- Given passage:
· · ·

My university and the small surrounding town in which it is located harbors so many memories, both good and bad, that it often feels more like home to me than the town where I have lived since birth. Last year, as my closest friends in the class year above me prepared to graduate and start their futures, I found myself in an almost constant state of nostalgia. I refused to acknowledge the change that was quickly approaching. I looked back on my college years with a fondness so blind that I viewed my environment as a place of security and happiness–willfully forgetting that this was also the place where I have felt the most depressed, the most lonely, the most betrayed. And although I wouldn’t change my college experience, because it has made me into the person I am today, I can’t help but feel like I have outgrown this place and am now being held back from bigger and better things.
Earlier this semester, I went to a pet store and set my sights on a bug-eyed goldfish. I asked the worker there if I could put it in the small, round plastic tank I had purchased. She replied that goldfish grow to their surroundings, and the larger tank that they are in, the bigger they are able to become. So yes, I could put the goldfish in that tank, but it wouldn’t be able to grow as much as it is capable. Sometimes I feel like I am in a too-small tank, and because of that, I am not able to grow any further. I ended up buying a beta fish.
As a college senior in my second semester, it seems like a waiting game until The Big G. It’s strange that, despite the clear purpose of attending college, I feel as if I have learned so much more about life while outside of the classroom. Being abroad taught me that I don’t actually fear change, I fear the lack of it. Living alone has taught me that despite my introverted personality, I need socialization to be mentally healthy. Dealing with toxic relationships has taught me that not everyone deserves to be my friend.
I still have so much more learning to do, but I can’t do it here. College has become a jacket that once made me feel warm and secure but now fits a little too snugly. I have gotten everything I could have from this experience, and although graduation may bring some anxiety for the unknown, I am not afraid to leave this bubble and find new adventure. I notice how excited the freshman are for all the newness and promise that they are surrounded by, and I can see my younger self in their faces, but I also know that I no longer feel that way. And that is fine. It’s good, because it means I have grown. I will have that same excitement in a different place, far away from this one.

· · ·

- Problem: Reproduce the essay on outgrowing college in full, word for word. Work only from the essay on outgrowing college.

- Record set:
· · ·

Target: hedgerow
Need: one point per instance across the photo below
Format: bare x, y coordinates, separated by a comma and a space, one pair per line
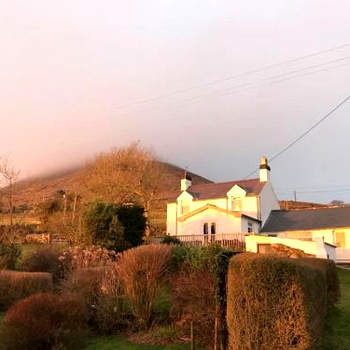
275, 303
16, 285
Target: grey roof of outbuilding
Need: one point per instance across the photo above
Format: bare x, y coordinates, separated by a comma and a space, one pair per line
220, 189
307, 219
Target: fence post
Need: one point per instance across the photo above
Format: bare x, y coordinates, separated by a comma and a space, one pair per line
192, 337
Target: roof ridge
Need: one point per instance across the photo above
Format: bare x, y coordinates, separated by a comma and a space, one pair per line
314, 208
225, 182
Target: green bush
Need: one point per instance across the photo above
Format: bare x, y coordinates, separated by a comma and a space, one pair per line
9, 254
44, 260
115, 227
275, 303
329, 269
134, 223
18, 285
44, 321
99, 289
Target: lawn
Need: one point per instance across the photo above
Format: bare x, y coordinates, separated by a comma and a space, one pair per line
114, 342
337, 332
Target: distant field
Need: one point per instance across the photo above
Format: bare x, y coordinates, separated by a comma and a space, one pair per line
19, 219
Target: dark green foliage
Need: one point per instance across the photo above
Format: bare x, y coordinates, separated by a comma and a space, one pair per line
9, 254
329, 269
170, 240
44, 321
103, 226
44, 260
134, 223
275, 303
115, 227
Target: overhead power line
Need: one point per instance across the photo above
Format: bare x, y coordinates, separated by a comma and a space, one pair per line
271, 80
233, 77
299, 138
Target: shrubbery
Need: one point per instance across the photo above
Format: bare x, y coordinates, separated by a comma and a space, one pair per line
18, 285
199, 291
9, 254
275, 303
114, 227
44, 321
44, 260
329, 270
81, 257
100, 291
142, 271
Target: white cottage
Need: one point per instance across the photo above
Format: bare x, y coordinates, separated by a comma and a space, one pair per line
222, 208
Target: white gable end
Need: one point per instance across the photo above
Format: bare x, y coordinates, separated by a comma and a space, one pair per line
236, 192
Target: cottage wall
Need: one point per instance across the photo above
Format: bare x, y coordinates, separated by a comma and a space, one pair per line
268, 202
225, 223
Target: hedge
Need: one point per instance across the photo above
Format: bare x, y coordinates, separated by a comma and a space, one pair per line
18, 285
275, 303
44, 321
329, 269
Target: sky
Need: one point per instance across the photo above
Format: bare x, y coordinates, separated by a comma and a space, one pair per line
209, 85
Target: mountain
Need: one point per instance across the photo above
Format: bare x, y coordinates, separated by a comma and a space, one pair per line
33, 191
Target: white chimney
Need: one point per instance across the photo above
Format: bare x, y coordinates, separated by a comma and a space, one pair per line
186, 182
264, 172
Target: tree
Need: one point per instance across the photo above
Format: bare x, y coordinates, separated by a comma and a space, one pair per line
114, 227
9, 175
131, 174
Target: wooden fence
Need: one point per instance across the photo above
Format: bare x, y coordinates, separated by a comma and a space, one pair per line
227, 240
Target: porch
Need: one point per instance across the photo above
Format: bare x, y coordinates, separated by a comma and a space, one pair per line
234, 241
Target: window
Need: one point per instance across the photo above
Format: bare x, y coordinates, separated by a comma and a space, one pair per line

· · ·

- Exercise result:
My university and the small surrounding town in which it is located harbors so many memories, both good and bad, that it often feels more like home to me than the town where I have lived since birth. Last year, as my closest friends in the class year above me prepared to graduate and start their futures, I found myself in an almost constant state of nostalgia. I refused to acknowledge the change that was quickly approaching. I looked back on my college years with a fondness so blind that I viewed my environment as a place of security and happiness–willfully forgetting that this was also the place where I have felt the most depressed, the most lonely, the most betrayed. And although I wouldn’t change my college experience, because it has made me into the person I am today, I can’t help but feel like I have outgrown this place and am now being held back from bigger and better things.
Earlier this semester, I went to a pet store and set my sights on a bug-eyed goldfish. I asked the worker there if I could put it in the small, round plastic tank I had purchased. She replied that goldfish grow to their surroundings, and the larger tank that they are in, the bigger they are able to become. So yes, I could put the goldfish in that tank, but it wouldn’t be able to grow as much as it is capable. Sometimes I feel like I am in a too-small tank, and because of that, I am not able to grow any further. I ended up buying a beta fish.
As a college senior in my second semester, it seems like a waiting game until The Big G. It’s strange that, despite the clear purpose of attending college, I feel as if I have learned so much more about life while outside of the classroom. Being abroad taught me that I don’t actually fear change, I fear the lack of it. Living alone has taught me that despite my introverted personality, I need socialization to be mentally healthy. Dealing with toxic relationships has taught me that not everyone deserves to be my friend.
I still have so much more learning to do, but I can’t do it here. College has become a jacket that once made me feel warm and secure but now fits a little too snugly. I have gotten everything I could have from this experience, and although graduation may bring some anxiety for the unknown, I am not afraid to leave this bubble and find new adventure. I notice how excited the freshman are for all the newness and promise that they are surrounded by, and I can see my younger self in their faces, but I also know that I no longer feel that way. And that is fine. It’s good, because it means I have grown. I will have that same excitement in a different place, far away from this one.